- [Work instructions]: Starting at the words "Again the point" and stopping after "to show for.", can you reproduce that stretch of the comment on desktop interface stability word for word?

- [Quoted passage]:
Also, to be clear, I'm not accusing Apple of failing to innovate elsewhere in its product chain. It clearly has. Since 1999: the iBook, MacBook Pro, Air, and a few iterations of the iMac, just in form factors. There's been a lot of under-the-hood stuff going on as well.

But where the user interacts with the system, things have been remarkably stable. Even the relatively minor changes which have been presented have been covered with the usual Apple levels of obsession -- skewmorphic vs. flat designs, etc., ad nauseum.

Again the point being: screw with how things are visually and how users interact with the system, you're going to create huge usability costs with little to show for.

I'm not saying that the System 9 (I think -- I'm not fully up on my MacOS nomenclature) to Aqua break wasn't big. It was.

BUT IT WAS THE FIRST SUCH BREAK IN 15 YEARS OF THE GUI, AND IT'S BEEN THE ONLY MAJOR BREAK IN THE PAST 15 YEARS.

I'm also not saying that Aqua hasn't changed at all. It has, with the most notable addition that I'm aware of being virtual desktops (something NextSTEP had in the 1980s). But other than some minor cosmetic changes, and largely invisible-to-the-user under-the-hood updates, the visible UI has NOT changed appreciably.

Contrast that with the disruption that's prevailed in the Microsoft Windows and Linux spaces from 1999 to present. We've gone from the Win98 UI to the candy-cane XP styling, and Metro in Windows, and at least three generations each of KDE and GNOME on Linux, plus a few other desktops which have waxed and waned in popularity.

I've continued to use WindowMaker, and after 17 years, it is, hands down, the one GUI metaphor I've had the longest experience with of any. It's been exceptionally stable, with very few changes. Even minor ones are quite jarring to me, which is somewhat odd to reflect on.

X11 and/or replacements is a whole 'nother discussion, but I'll simply note that the network transparency of X has been hugely underappreciated by many who've sought to upend it (I don't know what the status of Wayland is in this regard).

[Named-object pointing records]
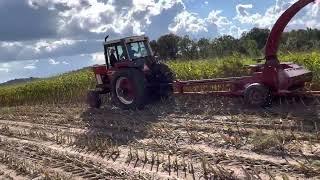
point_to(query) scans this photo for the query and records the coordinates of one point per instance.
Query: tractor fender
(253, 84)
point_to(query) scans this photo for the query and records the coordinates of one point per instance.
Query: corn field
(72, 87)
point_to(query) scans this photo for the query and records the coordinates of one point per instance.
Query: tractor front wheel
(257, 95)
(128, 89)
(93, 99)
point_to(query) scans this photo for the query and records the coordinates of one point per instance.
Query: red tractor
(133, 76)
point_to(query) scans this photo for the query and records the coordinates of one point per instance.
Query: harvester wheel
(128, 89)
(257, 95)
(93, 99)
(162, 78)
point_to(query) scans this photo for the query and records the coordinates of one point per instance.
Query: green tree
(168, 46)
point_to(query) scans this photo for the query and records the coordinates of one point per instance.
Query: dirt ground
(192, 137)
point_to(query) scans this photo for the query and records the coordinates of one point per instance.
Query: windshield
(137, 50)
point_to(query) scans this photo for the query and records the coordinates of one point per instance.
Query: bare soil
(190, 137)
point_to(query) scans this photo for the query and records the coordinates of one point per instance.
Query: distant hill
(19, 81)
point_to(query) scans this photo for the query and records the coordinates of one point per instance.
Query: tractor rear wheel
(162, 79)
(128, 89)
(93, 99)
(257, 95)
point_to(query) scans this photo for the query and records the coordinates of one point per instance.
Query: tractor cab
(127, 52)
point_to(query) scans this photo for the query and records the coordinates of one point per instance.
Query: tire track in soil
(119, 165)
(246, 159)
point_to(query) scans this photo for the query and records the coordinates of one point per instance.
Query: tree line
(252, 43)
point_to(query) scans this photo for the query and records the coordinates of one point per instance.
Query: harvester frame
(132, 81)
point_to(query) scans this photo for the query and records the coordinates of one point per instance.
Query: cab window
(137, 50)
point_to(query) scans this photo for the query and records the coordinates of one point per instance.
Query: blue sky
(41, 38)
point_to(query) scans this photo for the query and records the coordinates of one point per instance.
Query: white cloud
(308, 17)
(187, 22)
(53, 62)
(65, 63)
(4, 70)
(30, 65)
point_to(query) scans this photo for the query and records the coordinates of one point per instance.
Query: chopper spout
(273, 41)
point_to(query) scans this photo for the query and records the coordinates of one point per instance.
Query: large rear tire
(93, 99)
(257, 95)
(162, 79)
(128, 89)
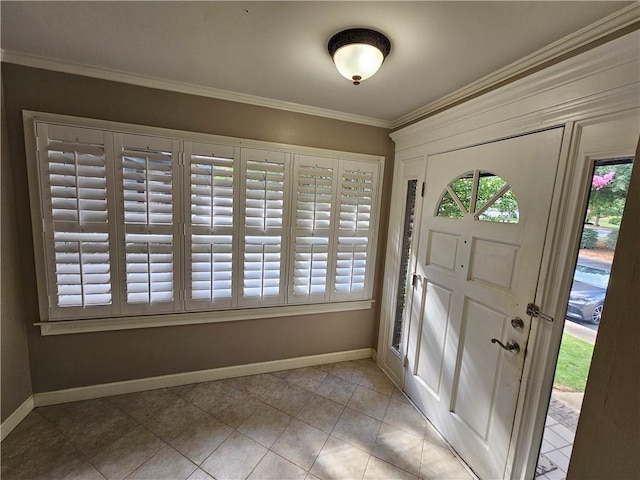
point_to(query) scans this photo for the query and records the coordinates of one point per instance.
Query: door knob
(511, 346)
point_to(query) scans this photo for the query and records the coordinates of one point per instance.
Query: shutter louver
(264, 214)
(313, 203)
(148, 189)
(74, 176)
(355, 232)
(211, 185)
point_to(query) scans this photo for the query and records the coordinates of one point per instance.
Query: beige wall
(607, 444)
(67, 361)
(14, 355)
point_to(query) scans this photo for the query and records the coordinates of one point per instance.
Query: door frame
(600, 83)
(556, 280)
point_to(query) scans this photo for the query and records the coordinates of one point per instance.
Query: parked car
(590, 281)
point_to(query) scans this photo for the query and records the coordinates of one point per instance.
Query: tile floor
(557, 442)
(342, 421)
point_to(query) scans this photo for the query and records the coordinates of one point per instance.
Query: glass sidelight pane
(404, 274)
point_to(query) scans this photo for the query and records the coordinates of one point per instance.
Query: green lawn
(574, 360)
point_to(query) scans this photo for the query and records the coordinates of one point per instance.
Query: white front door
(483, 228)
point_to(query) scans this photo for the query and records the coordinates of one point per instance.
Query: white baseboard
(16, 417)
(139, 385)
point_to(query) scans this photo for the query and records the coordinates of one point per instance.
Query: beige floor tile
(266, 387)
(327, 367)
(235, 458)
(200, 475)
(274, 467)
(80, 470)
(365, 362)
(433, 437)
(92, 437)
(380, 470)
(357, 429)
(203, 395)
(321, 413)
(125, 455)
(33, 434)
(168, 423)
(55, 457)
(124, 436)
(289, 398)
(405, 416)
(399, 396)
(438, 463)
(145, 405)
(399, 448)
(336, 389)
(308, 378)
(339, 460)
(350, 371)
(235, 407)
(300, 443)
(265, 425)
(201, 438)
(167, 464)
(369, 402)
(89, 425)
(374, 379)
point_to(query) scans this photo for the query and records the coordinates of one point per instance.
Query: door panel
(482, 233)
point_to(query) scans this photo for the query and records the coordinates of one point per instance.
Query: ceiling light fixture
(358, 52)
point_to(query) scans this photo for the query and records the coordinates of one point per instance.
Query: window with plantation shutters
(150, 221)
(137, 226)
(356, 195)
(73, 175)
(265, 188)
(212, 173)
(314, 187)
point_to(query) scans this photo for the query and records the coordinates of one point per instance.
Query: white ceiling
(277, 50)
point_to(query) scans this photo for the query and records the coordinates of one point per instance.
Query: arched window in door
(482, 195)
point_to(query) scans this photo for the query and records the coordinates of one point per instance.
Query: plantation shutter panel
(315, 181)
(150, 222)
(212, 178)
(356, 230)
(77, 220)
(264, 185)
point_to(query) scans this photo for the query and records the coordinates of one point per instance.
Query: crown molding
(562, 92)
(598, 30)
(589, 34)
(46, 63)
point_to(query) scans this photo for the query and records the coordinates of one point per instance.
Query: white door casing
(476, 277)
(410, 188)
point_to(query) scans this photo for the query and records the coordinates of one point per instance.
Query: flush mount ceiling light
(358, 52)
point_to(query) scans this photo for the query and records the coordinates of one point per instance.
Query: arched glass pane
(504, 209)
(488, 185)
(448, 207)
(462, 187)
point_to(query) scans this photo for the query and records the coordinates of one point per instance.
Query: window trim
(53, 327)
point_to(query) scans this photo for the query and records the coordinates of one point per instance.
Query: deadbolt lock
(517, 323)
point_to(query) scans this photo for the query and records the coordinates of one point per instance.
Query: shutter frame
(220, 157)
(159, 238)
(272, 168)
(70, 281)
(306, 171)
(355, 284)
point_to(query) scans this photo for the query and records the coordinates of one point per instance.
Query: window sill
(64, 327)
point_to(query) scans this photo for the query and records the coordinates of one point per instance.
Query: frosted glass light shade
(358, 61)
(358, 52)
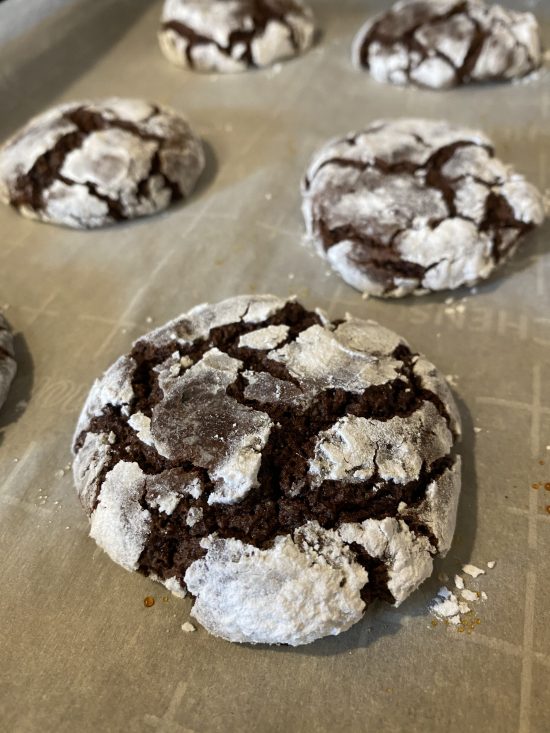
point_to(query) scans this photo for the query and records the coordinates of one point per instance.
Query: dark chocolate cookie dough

- [Task result]:
Again the point being: screw with how things are visually and how users interact with the system, you're going to create huge usability costs with little to show for.